— start of Provided records —

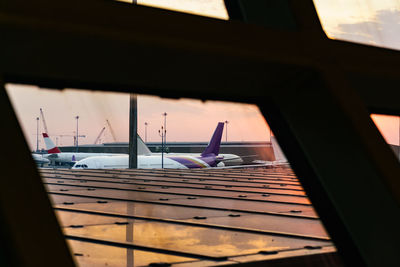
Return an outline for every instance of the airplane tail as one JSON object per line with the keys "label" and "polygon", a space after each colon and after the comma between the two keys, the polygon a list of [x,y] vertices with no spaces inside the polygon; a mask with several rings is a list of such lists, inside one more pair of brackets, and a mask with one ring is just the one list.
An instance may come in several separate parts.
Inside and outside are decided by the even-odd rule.
{"label": "airplane tail", "polygon": [[273,149],[274,155],[275,155],[275,161],[278,161],[281,163],[288,162],[285,157],[285,154],[283,154],[282,149],[278,145],[278,142],[276,141],[275,136],[271,136],[271,143],[272,143],[272,149]]}
{"label": "airplane tail", "polygon": [[221,138],[223,131],[224,131],[224,123],[218,122],[217,128],[215,129],[214,134],[211,137],[210,143],[208,143],[206,149],[203,151],[203,153],[201,153],[202,157],[210,154],[218,156],[219,148],[221,146]]}
{"label": "airplane tail", "polygon": [[50,139],[47,133],[43,133],[44,143],[46,144],[47,153],[49,154],[56,154],[61,153],[60,149],[56,147],[53,140]]}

— end of Provided records —

_The exercise_
Rewrite the entire listing above, with every line kept in order, and shift each polygon vertex coordinate in the returned outlines by adding 143 to it. Leave the pictures out.

_Response to this task_
Return an outline for every instance of the airplane tail as one JSON object per line with the keys "label" and "polygon", a space after each colon and after the comma between the two keys, the polygon a list of [x,y] vertices with no spaces inside the polygon; a mask with several rings is a list of such lists, inside one more pair of brackets, and a mask with one ring is just the one list.
An instance may come in several separate parts.
Inside and outside are decided by the even-odd rule.
{"label": "airplane tail", "polygon": [[416,292],[417,298],[418,298],[418,304],[421,304],[424,306],[431,305],[428,300],[428,297],[426,297],[425,292],[421,288],[421,285],[419,284],[418,279],[414,279],[414,286],[415,286],[415,292]]}
{"label": "airplane tail", "polygon": [[364,281],[366,274],[367,274],[367,266],[361,265],[360,271],[358,272],[357,277],[354,280],[353,286],[351,286],[349,292],[346,294],[346,296],[344,296],[345,300],[353,297],[361,299],[362,291],[364,289]]}
{"label": "airplane tail", "polygon": [[193,282],[190,276],[186,276],[187,286],[189,287],[190,296],[192,297],[199,297],[204,296],[203,292],[199,290],[196,283]]}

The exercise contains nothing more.